Data listing =

::::::::::

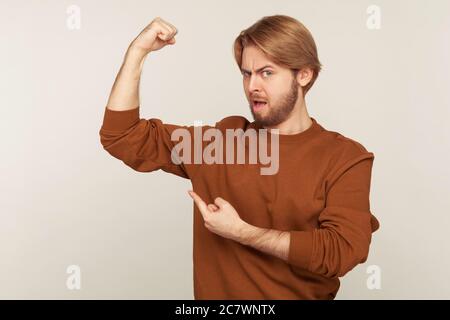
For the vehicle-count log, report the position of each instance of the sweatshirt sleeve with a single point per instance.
(144, 145)
(345, 224)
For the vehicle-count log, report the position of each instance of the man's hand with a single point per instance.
(220, 217)
(156, 35)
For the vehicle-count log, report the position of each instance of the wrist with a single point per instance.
(245, 230)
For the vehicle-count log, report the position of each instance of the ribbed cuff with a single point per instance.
(119, 120)
(300, 249)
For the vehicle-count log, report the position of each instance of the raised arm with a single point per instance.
(142, 144)
(125, 91)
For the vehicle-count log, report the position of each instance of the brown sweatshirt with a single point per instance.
(320, 194)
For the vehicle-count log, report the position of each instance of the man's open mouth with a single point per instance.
(258, 104)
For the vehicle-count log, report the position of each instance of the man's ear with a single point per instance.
(304, 76)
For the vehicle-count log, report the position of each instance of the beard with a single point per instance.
(278, 112)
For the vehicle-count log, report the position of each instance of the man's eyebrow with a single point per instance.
(266, 66)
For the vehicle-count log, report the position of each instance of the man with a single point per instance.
(287, 235)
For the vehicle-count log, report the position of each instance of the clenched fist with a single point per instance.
(156, 35)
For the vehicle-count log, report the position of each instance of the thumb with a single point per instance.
(220, 202)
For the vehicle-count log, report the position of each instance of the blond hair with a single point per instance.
(285, 41)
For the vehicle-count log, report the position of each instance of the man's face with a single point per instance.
(268, 82)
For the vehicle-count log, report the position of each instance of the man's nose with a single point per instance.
(254, 84)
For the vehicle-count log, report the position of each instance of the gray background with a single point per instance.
(66, 201)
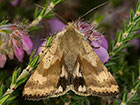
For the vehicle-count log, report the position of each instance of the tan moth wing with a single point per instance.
(45, 80)
(97, 79)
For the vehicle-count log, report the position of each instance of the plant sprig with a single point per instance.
(18, 80)
(127, 33)
(45, 11)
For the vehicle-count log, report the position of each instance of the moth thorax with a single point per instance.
(70, 60)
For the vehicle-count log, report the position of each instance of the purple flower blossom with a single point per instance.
(98, 41)
(2, 60)
(14, 2)
(56, 25)
(13, 41)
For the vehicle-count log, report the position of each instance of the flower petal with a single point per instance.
(56, 25)
(27, 44)
(19, 53)
(103, 42)
(2, 60)
(102, 54)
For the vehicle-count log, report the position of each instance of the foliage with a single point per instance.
(126, 74)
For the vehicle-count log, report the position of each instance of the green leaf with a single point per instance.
(119, 37)
(1, 89)
(137, 85)
(4, 98)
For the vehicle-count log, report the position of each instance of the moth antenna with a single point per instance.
(53, 13)
(93, 9)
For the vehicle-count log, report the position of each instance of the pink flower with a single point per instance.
(14, 2)
(56, 25)
(98, 41)
(2, 60)
(13, 41)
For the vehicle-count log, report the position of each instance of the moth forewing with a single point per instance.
(70, 64)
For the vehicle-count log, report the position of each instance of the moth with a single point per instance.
(70, 64)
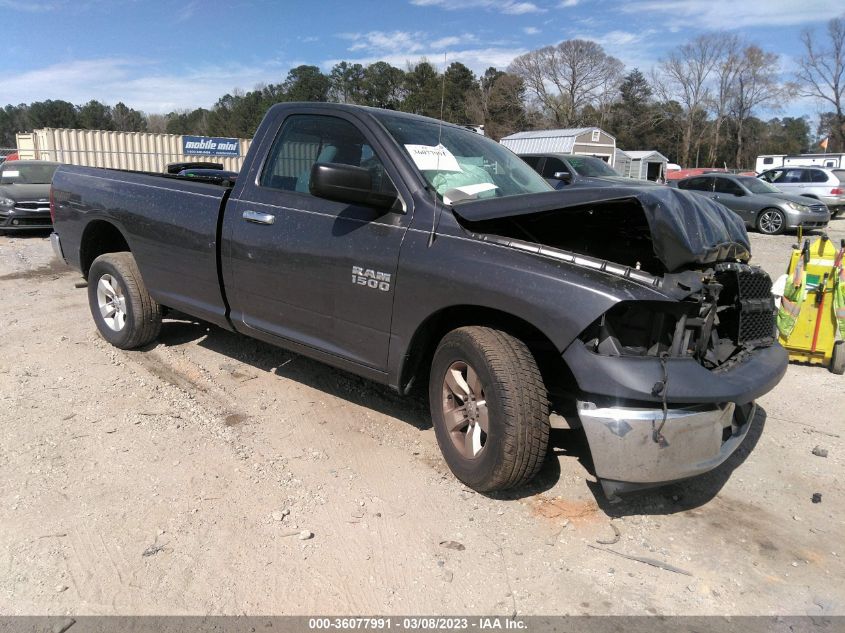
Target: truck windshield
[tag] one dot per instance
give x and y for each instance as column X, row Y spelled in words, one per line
column 16, row 173
column 460, row 164
column 589, row 166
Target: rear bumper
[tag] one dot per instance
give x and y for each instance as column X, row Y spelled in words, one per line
column 697, row 438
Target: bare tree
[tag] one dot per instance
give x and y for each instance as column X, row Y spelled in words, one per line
column 756, row 85
column 821, row 73
column 729, row 54
column 683, row 77
column 569, row 76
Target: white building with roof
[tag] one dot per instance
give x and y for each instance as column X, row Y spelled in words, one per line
column 585, row 141
column 647, row 165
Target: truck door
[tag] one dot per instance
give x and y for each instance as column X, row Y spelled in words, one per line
column 314, row 271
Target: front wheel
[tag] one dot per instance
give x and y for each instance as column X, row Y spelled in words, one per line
column 771, row 222
column 489, row 408
column 125, row 314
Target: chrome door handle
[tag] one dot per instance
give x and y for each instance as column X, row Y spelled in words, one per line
column 259, row 218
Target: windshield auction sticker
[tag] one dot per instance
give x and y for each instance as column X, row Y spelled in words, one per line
column 433, row 157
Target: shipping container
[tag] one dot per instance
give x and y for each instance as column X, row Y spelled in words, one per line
column 137, row 151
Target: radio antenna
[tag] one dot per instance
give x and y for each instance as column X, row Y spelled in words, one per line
column 435, row 217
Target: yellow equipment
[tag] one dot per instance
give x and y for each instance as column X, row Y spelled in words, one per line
column 813, row 337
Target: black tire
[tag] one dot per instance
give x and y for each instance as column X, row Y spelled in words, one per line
column 771, row 221
column 517, row 408
column 837, row 360
column 141, row 322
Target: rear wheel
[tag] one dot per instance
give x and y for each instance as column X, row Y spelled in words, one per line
column 771, row 222
column 125, row 314
column 489, row 408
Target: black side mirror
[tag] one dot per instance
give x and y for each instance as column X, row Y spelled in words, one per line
column 347, row 183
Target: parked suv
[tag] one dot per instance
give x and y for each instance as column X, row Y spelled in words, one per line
column 758, row 203
column 820, row 183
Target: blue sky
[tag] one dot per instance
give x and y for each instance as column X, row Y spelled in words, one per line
column 160, row 56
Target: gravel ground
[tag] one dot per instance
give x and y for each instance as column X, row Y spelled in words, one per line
column 213, row 474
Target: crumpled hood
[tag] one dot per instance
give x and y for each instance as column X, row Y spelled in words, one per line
column 686, row 229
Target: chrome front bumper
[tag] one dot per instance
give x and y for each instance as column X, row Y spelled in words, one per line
column 697, row 439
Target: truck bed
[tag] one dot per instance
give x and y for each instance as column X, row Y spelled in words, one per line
column 171, row 225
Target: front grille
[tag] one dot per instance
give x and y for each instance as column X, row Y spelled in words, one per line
column 29, row 222
column 748, row 314
column 33, row 206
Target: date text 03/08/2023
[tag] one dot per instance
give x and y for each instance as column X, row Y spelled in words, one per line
column 416, row 623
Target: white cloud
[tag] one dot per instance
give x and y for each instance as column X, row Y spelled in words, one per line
column 729, row 14
column 387, row 42
column 476, row 59
column 140, row 84
column 509, row 7
column 404, row 42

::::::::::

Aim = Reproduce every line of the data listing above verbatim, omitting the pictures.

Output below =
For the vehicle-count log, report the position of each instance of the sweatshirt sleeve with a single point per instance.
(144, 145)
(345, 224)
For the vehicle-count log, report the position of each instance of the man's hand with a single point per instance.
(220, 217)
(156, 35)
For the vehicle-count log, report the position of each instance of the wrist with a single point per instance.
(245, 230)
For the vehicle-count log, report the position of each instance of the ribbed cuff with a single point per instance.
(119, 120)
(300, 249)
For the vehicle-count log, report the position of each instance of the raised arm with a single point per instance.
(142, 144)
(125, 91)
For the vehicle-count log, report the position of each instance of the brown sweatshirt with a single point per instance.
(320, 194)
For the vehicle-count log, report the position of each instance of the man's open mouth with a single point per instance.
(258, 104)
For the vehicle-count log, report the position of each instance of the man's ear with a single point per instance.
(304, 76)
For the vehicle-count log, report the position of each instance of the beard with a single point per instance.
(278, 112)
For the vehicle-count log, report the position of each instance of the man's eyebrow with a single point per instance.
(266, 66)
For the vehicle-count log, report the position of each instance of the man with a single point per instance.
(287, 235)
For the vehicle-count log, report the position of each instance of the clenched fist with a single point per instance.
(156, 35)
For the vehicle-count log, report the position of each instance of the thumb with a single point per instance.
(220, 202)
For the vehicle-count log, report the position of each instance of the blond hair with a single point per instance.
(285, 41)
For the vehicle-count log, report the position of each instance of the man's face with a single point per instance.
(268, 82)
For the vehicle-count log, report the position of each instance of the man's nose with a single point per instance.
(254, 84)
For the vehicle-count log, report the position of each instance of the gray background with a single point per instance.
(66, 201)
For the vehicle-count log, report the position of each instance of the tan moth wing with a single point per instance.
(45, 80)
(97, 79)
For the vehicle-count log, report the position of each instance of the plant sprig with a single point per instance.
(18, 80)
(127, 33)
(45, 11)
For the vehicle-count log, report the position of each instance of the moth thorax with a single point per instance.
(70, 60)
For the vehicle-count log, report the position of each instance of the purple flower blossom with a single point per instance.
(98, 41)
(2, 60)
(14, 2)
(56, 25)
(13, 41)
For the vehicle-count log, report the position of each instance of the flower petal with a single point per instance.
(56, 25)
(27, 44)
(19, 53)
(103, 42)
(2, 60)
(102, 54)
For the vehicle-count log, report the position of each instance of the foliage with a single point per instance.
(126, 74)
For the vehicle-count log, report the position of each instance of the green leaf with a single point per instance.
(119, 37)
(1, 89)
(137, 85)
(4, 98)
For the vehicle-count log, report the position of each instance of the moth antenna with a single point per instance.
(53, 13)
(93, 9)
For the vehicle-count log, report the position of each instance of the pink flower with a single point per instance.
(14, 2)
(56, 25)
(98, 41)
(2, 60)
(13, 41)
For the vehicle-count log, report the position of each instance of the moth forewing with a single point per instance.
(70, 64)
For the vehicle-count log, report the position of each instance of the moth with a single point per instance.
(70, 64)
Target: truck windshield
[tag] one dot per instance
give x and y for each instance as column X, row Y spelled in words, one per line
column 16, row 173
column 460, row 164
column 589, row 166
Target: rear bumper
[tag] one dot per instance
give x and y for each instance as column X, row Y spelled in words, one per line
column 697, row 438
Target: bare tree
[tag] one dot per instance
give x and y for each instance as column X, row Y spelled in words, one per line
column 756, row 85
column 821, row 73
column 729, row 54
column 683, row 77
column 569, row 76
Target: white building with roof
[tag] one dot per instance
give x and y for each instance as column X, row Y spelled in words, one per line
column 585, row 141
column 647, row 165
Target: truck door
[tag] one dot per instance
give x and y for each instance as column X, row Y spelled in words, one per line
column 314, row 271
Target: front wheel
[tag] one dot per instance
give x and y for each instance as column X, row Y spelled in words, one per line
column 771, row 222
column 489, row 408
column 125, row 314
Target: chrome door handle
[tag] one dot per instance
give x and y for each instance as column X, row Y spelled in words, one per line
column 259, row 218
Target: windshield auction sticker
[tag] one dot per instance
give x and y for each instance as column X, row Y spelled in words, one per line
column 433, row 157
Target: shipping container
[tag] one dot per instance
give x and y for each instance as column X, row Y spelled in words, one per line
column 137, row 151
Target: radio antenna
[tag] one dot per instance
give x and y for each instance as column X, row Y spelled in words, one per line
column 435, row 217
Target: yellow equipment
[tag] one dot per instance
give x and y for each instance as column X, row Y spelled in words, one per line
column 813, row 337
Target: black tire
[tag] one dot per instance
give x and y for each instance as column X, row Y spelled in words, one per line
column 771, row 221
column 517, row 408
column 837, row 360
column 141, row 322
Target: rear wheel
[tag] one dot per instance
give x and y for each instance as column X, row Y spelled in words, one per line
column 771, row 222
column 125, row 314
column 489, row 408
Target: black side mirror
[tag] one dot per instance
give x and y for each instance as column X, row Y spelled in words, one per line
column 347, row 183
Target: parked suv
[tag] one dot per instance
give x and y for each instance as column X, row Y spelled in words, one per line
column 758, row 203
column 820, row 183
Target: blue sky
[tag] one dot per instance
give x and y for each instance as column X, row Y spelled in words, one per line
column 160, row 56
Target: gravel ground
[tag] one dot per instance
give x and y for each instance as column X, row Y spelled in words, one per line
column 213, row 474
Target: crumpled hood
[tag] one dot per instance
give x and y for each instance as column X, row Y spelled in words, one per line
column 686, row 229
Target: chrome front bumper
[tag] one dot per instance
give x and y for each instance as column X, row Y spelled in words, one per line
column 697, row 439
Target: truck bed
[tag] one dot per instance
give x and y for each instance as column X, row Y spelled in words, one per line
column 171, row 225
Target: front grille
[tag] one dot per instance
give x and y for each instance as column X, row Y spelled in words, one per line
column 29, row 222
column 748, row 314
column 33, row 206
Target: date text 03/08/2023
[tag] one dot per instance
give x and y for each instance as column X, row Y spelled in words, one per line
column 416, row 623
Target: white cloud
[tag] one dot per instance
give x and y for each instance as column X, row Y spelled in words, one per line
column 729, row 14
column 387, row 42
column 476, row 59
column 140, row 84
column 509, row 7
column 404, row 42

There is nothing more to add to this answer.